Extract the lines of the material from the line with "This document asks, for" to the line with "box: [399, 455, 431, 506]", both included, and copy them word for word.
--- --- ---
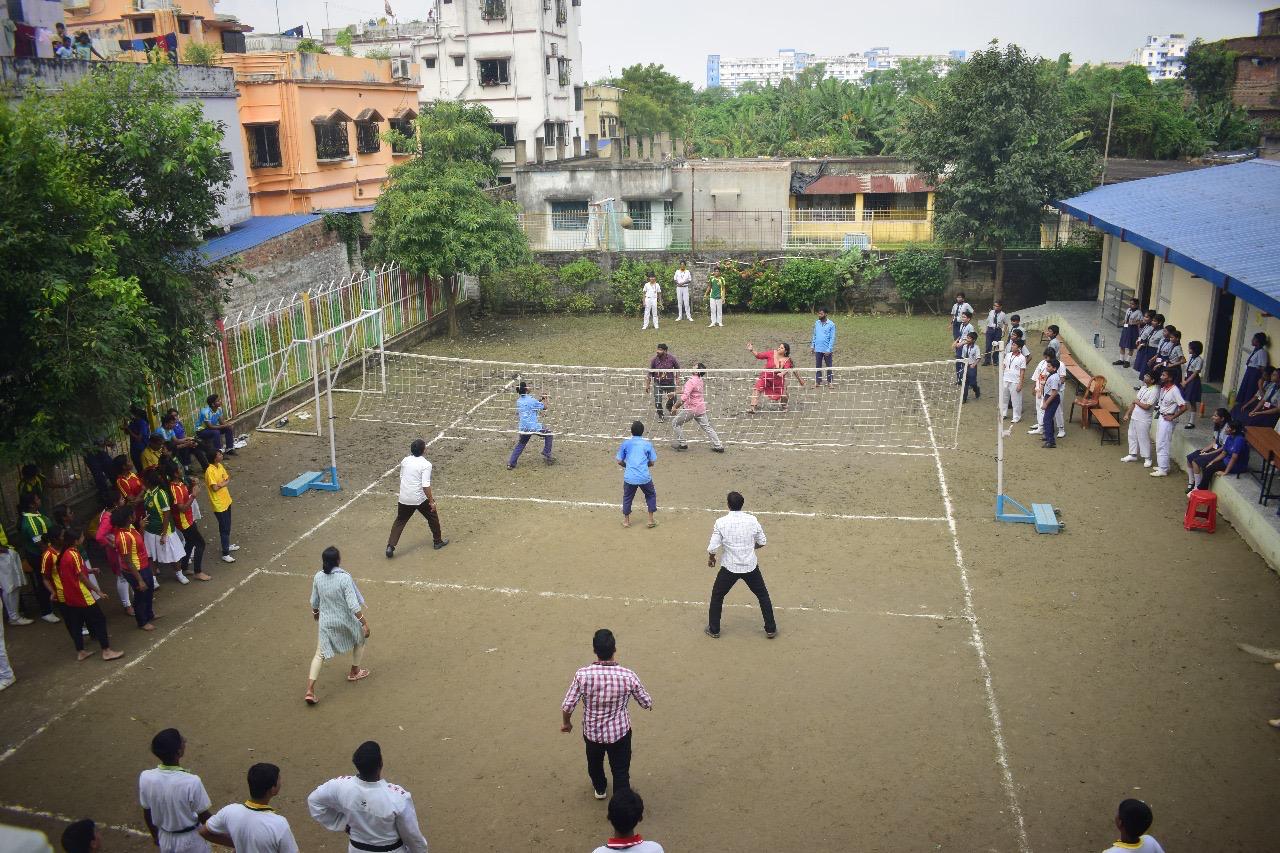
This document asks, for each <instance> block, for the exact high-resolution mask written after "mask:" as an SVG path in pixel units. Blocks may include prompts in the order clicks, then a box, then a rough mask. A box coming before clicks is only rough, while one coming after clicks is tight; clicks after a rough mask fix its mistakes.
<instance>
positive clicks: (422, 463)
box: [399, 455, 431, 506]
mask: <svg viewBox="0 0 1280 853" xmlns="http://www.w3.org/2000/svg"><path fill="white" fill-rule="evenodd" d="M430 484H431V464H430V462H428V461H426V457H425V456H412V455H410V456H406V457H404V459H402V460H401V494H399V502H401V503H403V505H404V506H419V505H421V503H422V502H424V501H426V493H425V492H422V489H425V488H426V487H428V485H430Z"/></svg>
--- --- ---
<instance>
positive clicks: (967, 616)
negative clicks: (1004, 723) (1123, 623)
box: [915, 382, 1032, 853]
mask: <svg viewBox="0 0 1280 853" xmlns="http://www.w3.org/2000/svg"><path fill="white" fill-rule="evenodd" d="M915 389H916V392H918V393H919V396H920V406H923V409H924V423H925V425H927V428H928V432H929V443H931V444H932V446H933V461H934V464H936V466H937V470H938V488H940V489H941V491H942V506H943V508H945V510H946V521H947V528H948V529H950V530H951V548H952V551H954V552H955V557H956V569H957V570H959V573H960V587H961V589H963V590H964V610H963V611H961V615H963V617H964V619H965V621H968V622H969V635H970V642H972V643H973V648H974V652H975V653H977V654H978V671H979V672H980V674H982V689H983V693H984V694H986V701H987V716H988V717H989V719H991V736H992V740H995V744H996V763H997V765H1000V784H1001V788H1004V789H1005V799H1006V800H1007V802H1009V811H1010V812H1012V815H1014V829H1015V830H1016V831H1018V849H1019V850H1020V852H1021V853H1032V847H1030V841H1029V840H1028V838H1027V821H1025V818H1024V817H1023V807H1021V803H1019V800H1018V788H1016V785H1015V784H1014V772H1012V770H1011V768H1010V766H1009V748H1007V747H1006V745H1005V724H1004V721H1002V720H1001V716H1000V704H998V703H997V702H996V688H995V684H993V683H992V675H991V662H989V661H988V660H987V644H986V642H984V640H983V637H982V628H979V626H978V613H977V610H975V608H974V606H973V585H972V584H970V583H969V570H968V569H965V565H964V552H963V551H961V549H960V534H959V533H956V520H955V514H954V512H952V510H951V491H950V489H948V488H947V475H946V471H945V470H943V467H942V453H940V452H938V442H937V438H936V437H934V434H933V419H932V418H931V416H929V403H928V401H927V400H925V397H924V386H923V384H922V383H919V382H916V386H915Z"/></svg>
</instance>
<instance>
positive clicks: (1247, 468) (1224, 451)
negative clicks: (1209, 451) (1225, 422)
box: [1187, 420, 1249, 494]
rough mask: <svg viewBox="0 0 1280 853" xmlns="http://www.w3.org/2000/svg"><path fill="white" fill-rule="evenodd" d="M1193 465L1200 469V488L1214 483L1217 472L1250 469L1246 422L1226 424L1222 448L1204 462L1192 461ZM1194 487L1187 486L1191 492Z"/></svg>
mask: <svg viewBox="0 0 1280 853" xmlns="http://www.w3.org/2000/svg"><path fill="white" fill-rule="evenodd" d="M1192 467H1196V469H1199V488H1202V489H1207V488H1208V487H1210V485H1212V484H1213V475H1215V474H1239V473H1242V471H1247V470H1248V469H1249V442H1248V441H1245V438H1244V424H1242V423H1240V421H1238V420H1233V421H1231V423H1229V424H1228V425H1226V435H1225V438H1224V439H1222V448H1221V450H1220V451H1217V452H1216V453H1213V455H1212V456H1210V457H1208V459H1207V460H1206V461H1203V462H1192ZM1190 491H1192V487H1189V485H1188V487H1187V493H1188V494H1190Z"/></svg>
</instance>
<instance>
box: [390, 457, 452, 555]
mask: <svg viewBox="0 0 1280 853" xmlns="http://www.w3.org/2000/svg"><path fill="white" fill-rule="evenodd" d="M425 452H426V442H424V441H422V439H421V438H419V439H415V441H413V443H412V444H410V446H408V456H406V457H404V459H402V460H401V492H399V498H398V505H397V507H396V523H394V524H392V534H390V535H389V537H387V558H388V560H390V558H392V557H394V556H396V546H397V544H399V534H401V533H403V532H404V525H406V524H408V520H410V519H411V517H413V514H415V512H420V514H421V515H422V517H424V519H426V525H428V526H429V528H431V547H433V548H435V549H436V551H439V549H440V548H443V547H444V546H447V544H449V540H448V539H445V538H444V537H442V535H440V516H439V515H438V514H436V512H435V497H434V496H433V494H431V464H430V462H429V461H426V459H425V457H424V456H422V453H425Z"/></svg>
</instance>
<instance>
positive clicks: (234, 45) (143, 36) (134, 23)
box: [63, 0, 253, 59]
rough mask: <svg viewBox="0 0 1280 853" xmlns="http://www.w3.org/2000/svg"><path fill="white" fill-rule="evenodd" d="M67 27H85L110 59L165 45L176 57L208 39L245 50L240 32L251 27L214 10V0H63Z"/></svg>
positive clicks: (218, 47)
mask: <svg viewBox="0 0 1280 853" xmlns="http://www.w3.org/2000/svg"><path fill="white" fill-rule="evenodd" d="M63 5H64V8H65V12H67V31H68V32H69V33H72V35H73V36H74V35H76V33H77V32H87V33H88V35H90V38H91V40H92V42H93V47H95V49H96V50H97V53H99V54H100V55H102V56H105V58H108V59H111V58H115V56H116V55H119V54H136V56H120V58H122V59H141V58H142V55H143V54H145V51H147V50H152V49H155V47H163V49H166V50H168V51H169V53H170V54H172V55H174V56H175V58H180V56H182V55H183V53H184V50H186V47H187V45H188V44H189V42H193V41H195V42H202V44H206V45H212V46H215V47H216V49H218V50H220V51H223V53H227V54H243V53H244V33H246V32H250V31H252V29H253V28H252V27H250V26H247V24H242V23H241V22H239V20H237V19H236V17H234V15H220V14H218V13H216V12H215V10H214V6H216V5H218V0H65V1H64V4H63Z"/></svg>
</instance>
--- --- ---
> EXPECTED ANSWER:
This document asks, for each <instance> block, for the exact high-resolution mask written after "mask:" as an SVG path in pixel units. Blocks may include prompts in the order clicks, then a box, then a rough mask. A box coming before clicks is only rough, while one coming after clicks is tight; clicks after a rough mask fix its mistakes.
<instance>
positive clicks: (422, 463)
box: [399, 455, 431, 506]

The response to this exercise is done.